Exercise goal: From the first line of the material to the line containing "[spot] the white and", inclusive, write out each line exactly, leaving out the pictures.

── Records supplied ──

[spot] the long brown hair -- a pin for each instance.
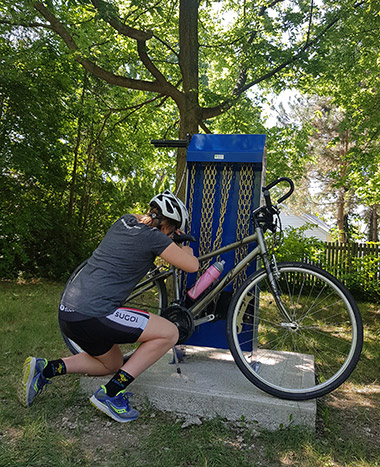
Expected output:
(154, 218)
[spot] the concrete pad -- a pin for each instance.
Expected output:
(210, 385)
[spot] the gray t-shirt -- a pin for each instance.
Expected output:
(121, 260)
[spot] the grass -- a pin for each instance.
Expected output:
(63, 429)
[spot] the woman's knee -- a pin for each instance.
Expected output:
(160, 328)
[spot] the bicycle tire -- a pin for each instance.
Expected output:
(304, 359)
(152, 298)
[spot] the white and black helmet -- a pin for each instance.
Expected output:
(171, 207)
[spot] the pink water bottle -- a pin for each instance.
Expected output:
(206, 279)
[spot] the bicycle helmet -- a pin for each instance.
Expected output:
(171, 207)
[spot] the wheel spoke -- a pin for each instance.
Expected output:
(311, 355)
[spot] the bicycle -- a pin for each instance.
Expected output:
(284, 319)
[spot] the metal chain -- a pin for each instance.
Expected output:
(246, 184)
(190, 211)
(207, 212)
(224, 194)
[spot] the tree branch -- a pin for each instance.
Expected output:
(109, 77)
(109, 15)
(227, 104)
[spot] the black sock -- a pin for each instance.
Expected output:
(119, 381)
(54, 368)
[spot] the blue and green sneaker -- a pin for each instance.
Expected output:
(33, 380)
(115, 407)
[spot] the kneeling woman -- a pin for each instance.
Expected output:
(91, 312)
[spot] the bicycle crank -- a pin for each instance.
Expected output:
(182, 318)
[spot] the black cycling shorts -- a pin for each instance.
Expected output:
(96, 336)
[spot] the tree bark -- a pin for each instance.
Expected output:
(189, 110)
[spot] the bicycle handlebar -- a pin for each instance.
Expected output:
(266, 190)
(180, 238)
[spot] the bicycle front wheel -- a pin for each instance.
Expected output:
(306, 356)
(149, 295)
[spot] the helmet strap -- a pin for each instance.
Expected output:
(156, 216)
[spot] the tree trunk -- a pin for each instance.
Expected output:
(189, 109)
(373, 231)
(340, 216)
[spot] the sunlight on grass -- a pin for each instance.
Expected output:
(347, 426)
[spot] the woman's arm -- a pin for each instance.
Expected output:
(182, 258)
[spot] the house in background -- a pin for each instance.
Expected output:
(318, 228)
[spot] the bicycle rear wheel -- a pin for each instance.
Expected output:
(307, 357)
(149, 295)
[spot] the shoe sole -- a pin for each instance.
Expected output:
(27, 379)
(103, 408)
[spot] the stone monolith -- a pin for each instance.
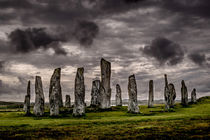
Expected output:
(39, 97)
(151, 94)
(95, 93)
(169, 94)
(55, 95)
(184, 94)
(132, 93)
(105, 90)
(118, 98)
(26, 106)
(79, 92)
(68, 101)
(193, 96)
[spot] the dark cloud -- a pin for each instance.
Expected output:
(198, 58)
(85, 32)
(164, 51)
(2, 66)
(25, 41)
(191, 7)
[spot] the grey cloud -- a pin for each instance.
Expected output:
(25, 41)
(85, 32)
(164, 51)
(198, 58)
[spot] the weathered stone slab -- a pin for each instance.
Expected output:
(95, 93)
(105, 90)
(132, 93)
(79, 92)
(169, 94)
(26, 106)
(151, 94)
(55, 95)
(68, 101)
(118, 97)
(193, 96)
(39, 97)
(184, 94)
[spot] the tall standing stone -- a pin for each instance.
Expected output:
(193, 96)
(169, 94)
(132, 93)
(105, 90)
(118, 98)
(68, 101)
(39, 99)
(55, 95)
(95, 93)
(151, 94)
(79, 92)
(26, 107)
(184, 93)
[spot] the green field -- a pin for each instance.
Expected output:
(192, 122)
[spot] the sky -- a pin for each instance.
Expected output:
(148, 38)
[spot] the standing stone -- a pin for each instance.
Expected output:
(55, 95)
(151, 94)
(193, 96)
(169, 94)
(39, 99)
(184, 94)
(26, 106)
(132, 93)
(105, 90)
(118, 97)
(68, 101)
(95, 93)
(79, 92)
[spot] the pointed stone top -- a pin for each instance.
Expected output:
(166, 80)
(103, 60)
(38, 77)
(80, 70)
(131, 76)
(183, 83)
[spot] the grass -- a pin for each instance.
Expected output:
(192, 122)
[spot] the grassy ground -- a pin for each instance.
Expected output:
(192, 122)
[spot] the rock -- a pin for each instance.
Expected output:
(105, 90)
(169, 94)
(55, 95)
(26, 106)
(68, 101)
(39, 99)
(193, 96)
(118, 98)
(95, 93)
(132, 93)
(79, 92)
(184, 94)
(151, 94)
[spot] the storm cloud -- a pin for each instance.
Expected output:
(164, 51)
(85, 32)
(198, 58)
(25, 41)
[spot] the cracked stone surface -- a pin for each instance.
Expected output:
(39, 97)
(79, 92)
(132, 93)
(26, 106)
(151, 94)
(118, 97)
(55, 93)
(184, 94)
(169, 94)
(105, 90)
(95, 93)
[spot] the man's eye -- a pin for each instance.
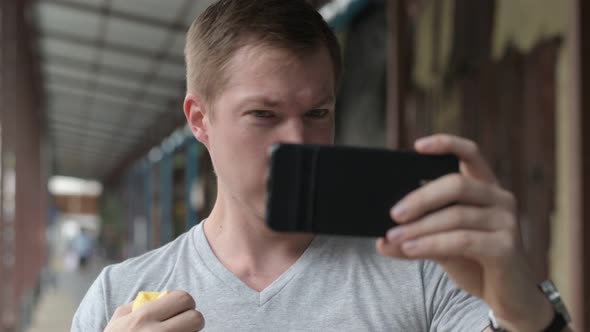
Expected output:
(262, 114)
(317, 114)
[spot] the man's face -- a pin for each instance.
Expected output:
(271, 96)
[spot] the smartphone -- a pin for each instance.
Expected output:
(338, 190)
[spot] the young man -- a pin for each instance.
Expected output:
(266, 71)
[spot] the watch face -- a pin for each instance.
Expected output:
(552, 294)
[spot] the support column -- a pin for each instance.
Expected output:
(396, 73)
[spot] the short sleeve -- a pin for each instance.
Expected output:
(91, 315)
(447, 306)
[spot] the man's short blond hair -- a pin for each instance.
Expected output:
(226, 26)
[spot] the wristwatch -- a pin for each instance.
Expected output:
(561, 317)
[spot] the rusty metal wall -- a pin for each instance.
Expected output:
(23, 175)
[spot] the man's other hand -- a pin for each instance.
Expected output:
(174, 312)
(467, 223)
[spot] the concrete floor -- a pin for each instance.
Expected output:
(58, 302)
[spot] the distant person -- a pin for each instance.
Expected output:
(266, 71)
(83, 247)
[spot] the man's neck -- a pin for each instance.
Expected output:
(246, 247)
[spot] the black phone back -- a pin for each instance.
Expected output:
(344, 190)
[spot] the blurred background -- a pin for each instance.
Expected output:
(97, 165)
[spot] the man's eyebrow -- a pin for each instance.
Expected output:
(328, 99)
(267, 102)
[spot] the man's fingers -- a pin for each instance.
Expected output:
(470, 244)
(189, 321)
(167, 306)
(389, 249)
(451, 218)
(471, 160)
(442, 192)
(122, 310)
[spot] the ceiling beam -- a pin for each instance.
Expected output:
(90, 146)
(105, 98)
(70, 149)
(118, 131)
(151, 98)
(63, 117)
(57, 128)
(82, 7)
(114, 71)
(113, 46)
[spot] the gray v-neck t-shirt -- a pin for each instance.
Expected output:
(338, 284)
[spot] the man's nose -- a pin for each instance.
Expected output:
(293, 132)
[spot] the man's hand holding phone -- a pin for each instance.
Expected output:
(174, 312)
(468, 224)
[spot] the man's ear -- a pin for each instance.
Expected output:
(195, 111)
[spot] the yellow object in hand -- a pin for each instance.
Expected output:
(146, 297)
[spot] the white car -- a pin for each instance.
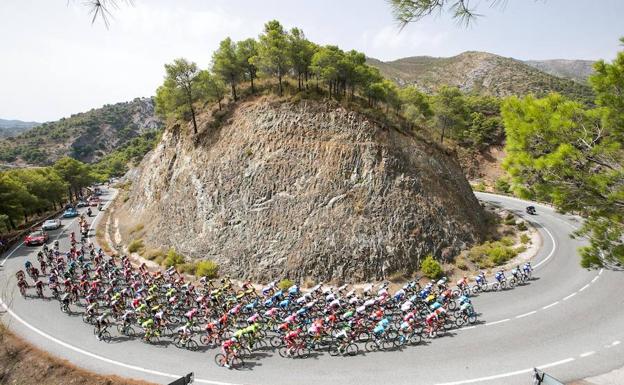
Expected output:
(51, 224)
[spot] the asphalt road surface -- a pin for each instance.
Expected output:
(568, 321)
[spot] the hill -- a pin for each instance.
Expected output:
(478, 72)
(577, 70)
(301, 189)
(86, 136)
(10, 128)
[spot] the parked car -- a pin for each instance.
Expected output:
(38, 237)
(70, 213)
(51, 224)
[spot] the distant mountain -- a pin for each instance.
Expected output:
(86, 136)
(577, 70)
(479, 72)
(10, 128)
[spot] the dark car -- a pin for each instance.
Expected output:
(38, 237)
(70, 213)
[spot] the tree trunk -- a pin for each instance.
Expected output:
(194, 121)
(234, 90)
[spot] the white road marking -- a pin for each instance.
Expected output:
(509, 374)
(11, 253)
(526, 314)
(552, 252)
(497, 322)
(551, 305)
(101, 358)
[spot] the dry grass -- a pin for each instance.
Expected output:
(24, 364)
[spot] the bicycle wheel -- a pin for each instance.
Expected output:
(371, 346)
(275, 341)
(106, 337)
(237, 362)
(415, 338)
(303, 352)
(351, 350)
(220, 359)
(192, 346)
(283, 352)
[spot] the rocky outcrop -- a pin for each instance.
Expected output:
(303, 189)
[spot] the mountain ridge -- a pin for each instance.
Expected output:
(479, 72)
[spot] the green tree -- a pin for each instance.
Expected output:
(181, 89)
(300, 52)
(226, 64)
(273, 58)
(212, 87)
(74, 173)
(245, 51)
(561, 152)
(415, 104)
(407, 11)
(15, 200)
(451, 111)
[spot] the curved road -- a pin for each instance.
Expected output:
(568, 321)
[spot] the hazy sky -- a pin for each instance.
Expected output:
(53, 62)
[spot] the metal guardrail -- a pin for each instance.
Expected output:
(10, 242)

───

Task response:
[spot] the long brown hair -- a pin for each instance.
Expected output:
(154, 218)
[spot] the concrete pad -- a pin for each instance.
Expected output:
(210, 385)
[spot] the gray t-shirt -- a pin for each instance.
Expected output:
(121, 260)
[spot] the grass -- a pin for each instance.
Expected output:
(63, 429)
[spot] the woman's knee -- a pin for each instance.
Expected output:
(160, 328)
[spot] the bicycle tire -- a pin for each instance.
Expected output:
(304, 359)
(152, 298)
[spot] the white and black helmet -- a pin for each instance.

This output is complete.